**WORK INSTRUCTIONS**
Repeat exactly, and only, the lines from the line containing "Where can the tall" through the last line of the records below, including both.

━━━━━━

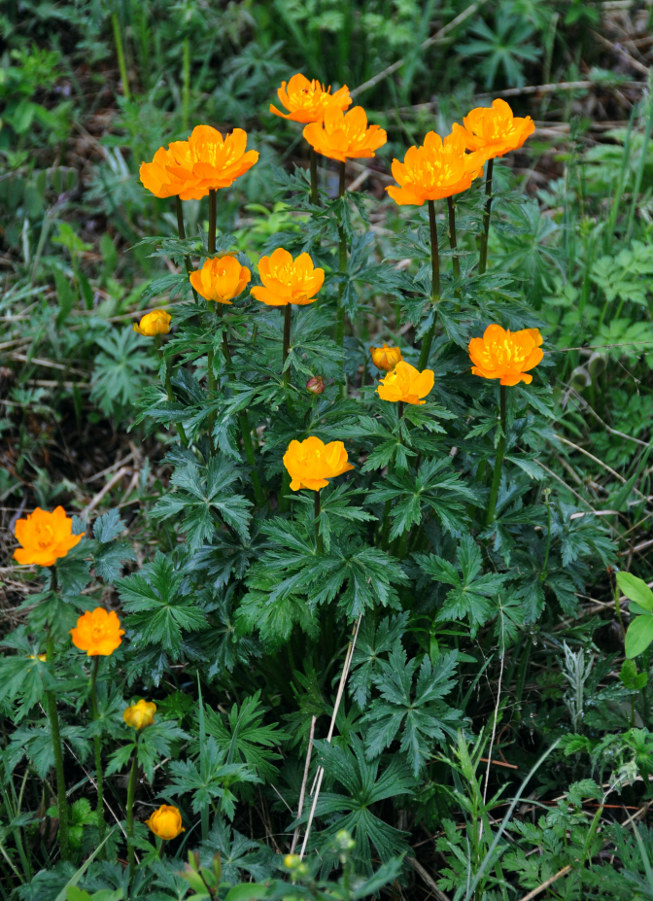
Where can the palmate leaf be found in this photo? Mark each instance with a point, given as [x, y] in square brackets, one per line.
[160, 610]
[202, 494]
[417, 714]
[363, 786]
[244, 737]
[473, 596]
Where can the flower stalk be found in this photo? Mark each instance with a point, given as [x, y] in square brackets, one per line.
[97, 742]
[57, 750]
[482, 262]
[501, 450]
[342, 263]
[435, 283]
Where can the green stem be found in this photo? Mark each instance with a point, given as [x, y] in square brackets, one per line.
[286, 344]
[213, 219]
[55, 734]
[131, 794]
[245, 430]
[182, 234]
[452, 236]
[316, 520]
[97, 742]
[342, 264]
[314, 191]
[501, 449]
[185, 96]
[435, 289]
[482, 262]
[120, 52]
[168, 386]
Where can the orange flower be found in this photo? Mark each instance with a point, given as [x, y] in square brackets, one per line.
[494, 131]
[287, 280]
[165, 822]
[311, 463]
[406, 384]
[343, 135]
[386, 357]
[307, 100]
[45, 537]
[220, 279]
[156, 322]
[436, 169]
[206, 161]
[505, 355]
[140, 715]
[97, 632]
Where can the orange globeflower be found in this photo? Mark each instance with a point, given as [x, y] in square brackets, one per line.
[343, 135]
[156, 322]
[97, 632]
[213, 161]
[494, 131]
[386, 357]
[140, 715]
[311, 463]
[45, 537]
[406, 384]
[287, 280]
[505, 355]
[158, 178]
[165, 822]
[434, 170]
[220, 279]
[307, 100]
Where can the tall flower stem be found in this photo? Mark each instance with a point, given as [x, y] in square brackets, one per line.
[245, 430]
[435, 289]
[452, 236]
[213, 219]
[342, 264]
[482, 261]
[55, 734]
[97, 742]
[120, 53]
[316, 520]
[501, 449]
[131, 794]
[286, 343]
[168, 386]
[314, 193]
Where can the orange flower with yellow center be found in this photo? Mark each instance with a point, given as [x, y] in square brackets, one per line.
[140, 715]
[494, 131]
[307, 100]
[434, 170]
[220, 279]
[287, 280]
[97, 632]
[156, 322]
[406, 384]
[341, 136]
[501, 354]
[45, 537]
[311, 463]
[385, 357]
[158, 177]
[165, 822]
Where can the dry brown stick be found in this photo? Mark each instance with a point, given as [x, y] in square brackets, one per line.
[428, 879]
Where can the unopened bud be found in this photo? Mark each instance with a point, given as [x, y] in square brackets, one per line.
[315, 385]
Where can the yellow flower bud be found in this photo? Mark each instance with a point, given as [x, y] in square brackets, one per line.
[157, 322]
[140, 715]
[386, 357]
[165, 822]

━━━━━━

**RIGHT ANSWER**
Where can the tall flower stem be found in this photo? Mark each instance with a point, given as [x, y] in square brackets, one per line.
[245, 430]
[435, 289]
[452, 236]
[213, 219]
[342, 264]
[482, 261]
[55, 734]
[97, 742]
[120, 53]
[316, 520]
[501, 449]
[131, 794]
[286, 343]
[168, 386]
[314, 193]
Where can the orange flower with yellow center be found in this photo? Mark each instance with a point, given as [x, y] in square brackets, one per line.
[140, 715]
[494, 131]
[307, 100]
[434, 170]
[220, 279]
[287, 280]
[97, 632]
[156, 322]
[406, 384]
[341, 136]
[501, 354]
[45, 537]
[311, 463]
[385, 357]
[158, 177]
[165, 822]
Where can the dry brown stick be found in this photo? Mark each instance with a point, given as [x, y] in square brackets, one per line.
[428, 879]
Where can the unopened bud be found in this photo? Mark each instance with a point, given as [x, y] in square brackets, one per line.
[315, 385]
Where can the yellow flower bud be found in this photo? Mark each instance with a point, given as [x, y] in square brackets, one per line.
[157, 322]
[140, 715]
[386, 357]
[165, 822]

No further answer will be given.